-- START Provided records --
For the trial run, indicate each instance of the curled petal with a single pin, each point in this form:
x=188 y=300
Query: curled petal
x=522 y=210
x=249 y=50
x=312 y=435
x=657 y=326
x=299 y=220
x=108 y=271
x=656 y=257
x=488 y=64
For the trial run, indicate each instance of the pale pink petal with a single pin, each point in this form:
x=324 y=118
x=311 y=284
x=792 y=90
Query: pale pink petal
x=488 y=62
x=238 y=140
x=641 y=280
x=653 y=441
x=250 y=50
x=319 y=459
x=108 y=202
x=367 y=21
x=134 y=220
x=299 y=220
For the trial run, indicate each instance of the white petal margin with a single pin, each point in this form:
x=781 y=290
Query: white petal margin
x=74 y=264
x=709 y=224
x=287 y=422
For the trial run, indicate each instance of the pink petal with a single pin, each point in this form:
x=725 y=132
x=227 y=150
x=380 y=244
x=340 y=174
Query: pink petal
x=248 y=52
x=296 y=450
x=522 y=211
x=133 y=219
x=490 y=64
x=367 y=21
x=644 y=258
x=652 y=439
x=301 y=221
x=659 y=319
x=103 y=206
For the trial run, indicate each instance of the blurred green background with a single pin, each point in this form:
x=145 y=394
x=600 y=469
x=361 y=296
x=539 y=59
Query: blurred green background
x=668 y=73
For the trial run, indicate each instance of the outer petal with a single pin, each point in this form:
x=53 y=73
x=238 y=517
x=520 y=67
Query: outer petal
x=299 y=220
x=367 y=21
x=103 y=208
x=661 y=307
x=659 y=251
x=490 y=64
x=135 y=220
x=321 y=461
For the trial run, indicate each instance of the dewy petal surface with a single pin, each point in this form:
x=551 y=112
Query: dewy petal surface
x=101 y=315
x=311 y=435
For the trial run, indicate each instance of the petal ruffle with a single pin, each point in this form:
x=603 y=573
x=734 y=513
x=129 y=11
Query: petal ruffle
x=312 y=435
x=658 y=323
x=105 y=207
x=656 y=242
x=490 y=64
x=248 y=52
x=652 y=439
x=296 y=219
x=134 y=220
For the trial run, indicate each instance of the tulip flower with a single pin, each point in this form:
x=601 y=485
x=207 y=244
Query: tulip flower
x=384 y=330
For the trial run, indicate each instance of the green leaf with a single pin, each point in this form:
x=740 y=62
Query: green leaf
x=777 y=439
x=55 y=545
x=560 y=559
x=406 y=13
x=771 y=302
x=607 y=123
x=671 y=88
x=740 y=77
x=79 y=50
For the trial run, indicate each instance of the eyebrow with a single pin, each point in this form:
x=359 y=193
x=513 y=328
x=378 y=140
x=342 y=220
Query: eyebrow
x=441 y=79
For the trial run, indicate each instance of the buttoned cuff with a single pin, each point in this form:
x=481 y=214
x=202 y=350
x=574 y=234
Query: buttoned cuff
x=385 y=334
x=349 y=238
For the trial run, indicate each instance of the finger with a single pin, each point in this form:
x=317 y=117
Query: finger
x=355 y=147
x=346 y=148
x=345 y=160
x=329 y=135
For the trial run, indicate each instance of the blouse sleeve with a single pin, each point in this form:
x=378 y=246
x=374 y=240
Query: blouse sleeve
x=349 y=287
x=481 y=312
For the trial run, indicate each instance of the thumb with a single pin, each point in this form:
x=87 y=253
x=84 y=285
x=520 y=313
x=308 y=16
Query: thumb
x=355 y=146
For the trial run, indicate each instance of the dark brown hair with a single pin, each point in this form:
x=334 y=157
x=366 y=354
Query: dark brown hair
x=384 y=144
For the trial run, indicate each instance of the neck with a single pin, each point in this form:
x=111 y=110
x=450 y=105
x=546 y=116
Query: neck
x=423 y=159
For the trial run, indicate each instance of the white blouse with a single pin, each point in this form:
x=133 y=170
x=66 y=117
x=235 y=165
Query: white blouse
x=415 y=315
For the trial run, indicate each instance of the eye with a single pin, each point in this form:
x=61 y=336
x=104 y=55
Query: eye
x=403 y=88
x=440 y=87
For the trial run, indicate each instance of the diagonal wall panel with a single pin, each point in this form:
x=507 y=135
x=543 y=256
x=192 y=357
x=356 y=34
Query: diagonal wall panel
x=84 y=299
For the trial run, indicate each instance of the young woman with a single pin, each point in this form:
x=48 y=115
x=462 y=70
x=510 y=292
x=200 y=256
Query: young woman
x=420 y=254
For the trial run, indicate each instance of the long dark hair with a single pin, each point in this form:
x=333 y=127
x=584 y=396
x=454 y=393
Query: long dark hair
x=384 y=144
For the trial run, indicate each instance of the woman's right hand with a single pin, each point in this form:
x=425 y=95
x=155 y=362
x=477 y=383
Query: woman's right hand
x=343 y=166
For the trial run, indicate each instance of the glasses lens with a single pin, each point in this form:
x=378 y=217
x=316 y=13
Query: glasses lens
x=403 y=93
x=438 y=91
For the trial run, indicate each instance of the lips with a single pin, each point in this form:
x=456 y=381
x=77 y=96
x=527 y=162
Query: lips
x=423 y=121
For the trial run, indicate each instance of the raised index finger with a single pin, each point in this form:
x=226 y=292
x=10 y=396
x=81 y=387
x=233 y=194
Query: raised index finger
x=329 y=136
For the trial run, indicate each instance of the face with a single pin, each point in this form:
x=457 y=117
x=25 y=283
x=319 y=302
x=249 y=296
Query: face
-- END Provided records --
== Stated problem ==
Recast all the items above as a JSON list of strings, with one string for each line and blank lines dropped.

== Expected output ==
[
  "For the trial run, indicate each instance of the curled petal with a single pin, each point in this form:",
  "x=188 y=300",
  "Query: curled petal",
  "x=522 y=210",
  "x=249 y=50",
  "x=312 y=435",
  "x=657 y=326",
  "x=299 y=220",
  "x=108 y=271",
  "x=656 y=257",
  "x=488 y=64",
  "For the trial run, indicate each instance of the pale pink petal with a single pin, each point in this form:",
  "x=324 y=118",
  "x=311 y=284",
  "x=792 y=90",
  "Query: pale pink petal",
  "x=488 y=62",
  "x=238 y=140",
  "x=641 y=280",
  "x=653 y=441",
  "x=250 y=50",
  "x=319 y=459",
  "x=108 y=202",
  "x=367 y=21",
  "x=134 y=220",
  "x=299 y=220",
  "For the trial run, indicate each instance of the white petal margin with a single pin, each point in this form:",
  "x=781 y=290",
  "Query: white petal margin",
  "x=74 y=264",
  "x=709 y=224",
  "x=287 y=422",
  "For the trial run, indicate each instance of the pink petal with a single pin, each point in this form:",
  "x=725 y=132",
  "x=227 y=150",
  "x=380 y=244",
  "x=340 y=174",
  "Query: pink petal",
  "x=248 y=52",
  "x=296 y=450",
  "x=522 y=211",
  "x=133 y=219",
  "x=490 y=64",
  "x=367 y=21",
  "x=644 y=258",
  "x=652 y=439",
  "x=301 y=221",
  "x=659 y=319",
  "x=103 y=206",
  "For the trial run, indicate each instance of the blurred green background with a single pin, each point in this form:",
  "x=145 y=394",
  "x=600 y=469",
  "x=361 y=296",
  "x=539 y=59",
  "Query: blurred green background",
  "x=668 y=73",
  "For the trial run, indicate each instance of the outer petal with a single pin, each point in this form:",
  "x=53 y=73",
  "x=238 y=517",
  "x=520 y=67",
  "Query: outer petal",
  "x=299 y=220",
  "x=367 y=21",
  "x=103 y=208",
  "x=661 y=307",
  "x=659 y=251",
  "x=490 y=64",
  "x=135 y=220",
  "x=321 y=461",
  "For the trial run, indicate each instance of the dewy petal surface with a single pin, each point in this form:",
  "x=551 y=112",
  "Query: dewy petal surface",
  "x=101 y=315",
  "x=311 y=435",
  "For the trial run, indicate each instance of the petal ruffle with a single pin, each point in this form:",
  "x=603 y=573",
  "x=734 y=513",
  "x=129 y=11",
  "Query: petal ruffle",
  "x=312 y=435",
  "x=658 y=323",
  "x=105 y=207",
  "x=656 y=242",
  "x=490 y=64",
  "x=248 y=52",
  "x=652 y=439",
  "x=296 y=219",
  "x=134 y=220",
  "For the trial run, indicate each instance of the tulip flower with a single pin, each point in this form:",
  "x=601 y=485",
  "x=207 y=244",
  "Query: tulip flower",
  "x=384 y=330",
  "For the trial run, indicate each instance of the green leaf with a single pin, each point in this form:",
  "x=740 y=62",
  "Query: green leaf",
  "x=777 y=439",
  "x=55 y=545",
  "x=560 y=559",
  "x=406 y=13",
  "x=771 y=302",
  "x=607 y=123",
  "x=671 y=88",
  "x=740 y=77",
  "x=79 y=50",
  "For the trial run, indicate each instance of the eyebrow with a single pin, each point in this form:",
  "x=359 y=193",
  "x=513 y=328",
  "x=378 y=140",
  "x=342 y=220",
  "Query: eyebrow",
  "x=441 y=79",
  "For the trial run, indicate each instance of the buttoned cuff with a single pin, each point in this form:",
  "x=481 y=214",
  "x=202 y=350",
  "x=574 y=234",
  "Query: buttoned cuff",
  "x=385 y=334",
  "x=349 y=238",
  "For the trial run, indicate each instance of the finger with a single pin, each point in this form:",
  "x=317 y=117",
  "Query: finger",
  "x=355 y=147",
  "x=346 y=148",
  "x=345 y=160",
  "x=329 y=135",
  "For the trial run, indicate each instance of the blouse sleeve with a single pin, each point in this form:",
  "x=378 y=246",
  "x=374 y=240",
  "Query: blouse sleeve",
  "x=349 y=287",
  "x=481 y=312",
  "For the trial run, indicate each instance of the thumb with a single pin, each point in this form:",
  "x=87 y=253",
  "x=84 y=285",
  "x=520 y=313",
  "x=308 y=16",
  "Query: thumb",
  "x=355 y=146",
  "For the trial run, indicate each instance of the dark brown hair with a single pin, each point in this form:",
  "x=334 y=157",
  "x=366 y=354",
  "Query: dark brown hair",
  "x=384 y=144",
  "For the trial run, indicate each instance of the neck with a single pin, each point in this form:",
  "x=111 y=110",
  "x=450 y=105",
  "x=546 y=116",
  "Query: neck",
  "x=423 y=159",
  "For the trial run, indicate each instance of the white blouse with a single pin, each point in this form:",
  "x=133 y=170",
  "x=66 y=117",
  "x=235 y=165",
  "Query: white blouse",
  "x=415 y=315",
  "For the trial run, indicate each instance of the eye with a single pin, each point in this form:",
  "x=61 y=336",
  "x=104 y=55",
  "Query: eye",
  "x=403 y=88",
  "x=440 y=87",
  "For the trial run, indicate each instance of the diagonal wall panel with a single pin, each point in this form:",
  "x=507 y=135",
  "x=543 y=256",
  "x=192 y=357",
  "x=356 y=34",
  "Query: diagonal wall panel",
  "x=84 y=299",
  "For the trial run, indicate each instance of the young woman with a single pin, each point in this form:",
  "x=48 y=115",
  "x=462 y=70",
  "x=510 y=292",
  "x=200 y=256",
  "Query: young woman",
  "x=420 y=254",
  "For the trial run, indicate each instance of the long dark hair with a single pin, each point in this form:",
  "x=333 y=127",
  "x=584 y=396",
  "x=454 y=393",
  "Query: long dark hair",
  "x=384 y=144",
  "For the trial run, indicate each instance of the woman's right hand with a single pin, each point in this form:",
  "x=425 y=95",
  "x=155 y=362",
  "x=477 y=383",
  "Query: woman's right hand",
  "x=343 y=166",
  "For the trial run, indicate each instance of the glasses lens with a single pin, each point in this form:",
  "x=378 y=217",
  "x=316 y=13",
  "Query: glasses lens",
  "x=403 y=93",
  "x=438 y=91",
  "For the trial run, indicate each instance of the lips with a single pin, each point in this form:",
  "x=456 y=381",
  "x=77 y=96",
  "x=527 y=162",
  "Query: lips",
  "x=423 y=121",
  "For the trial run, indicate each instance of the raised index finger with a single pin, each point in this form:",
  "x=226 y=292",
  "x=10 y=396",
  "x=81 y=387",
  "x=233 y=194",
  "Query: raised index finger",
  "x=329 y=136",
  "For the trial run, indicate each instance of the face with a single pin, each point in this form:",
  "x=457 y=117",
  "x=25 y=283",
  "x=319 y=302",
  "x=249 y=296",
  "Query: face"
]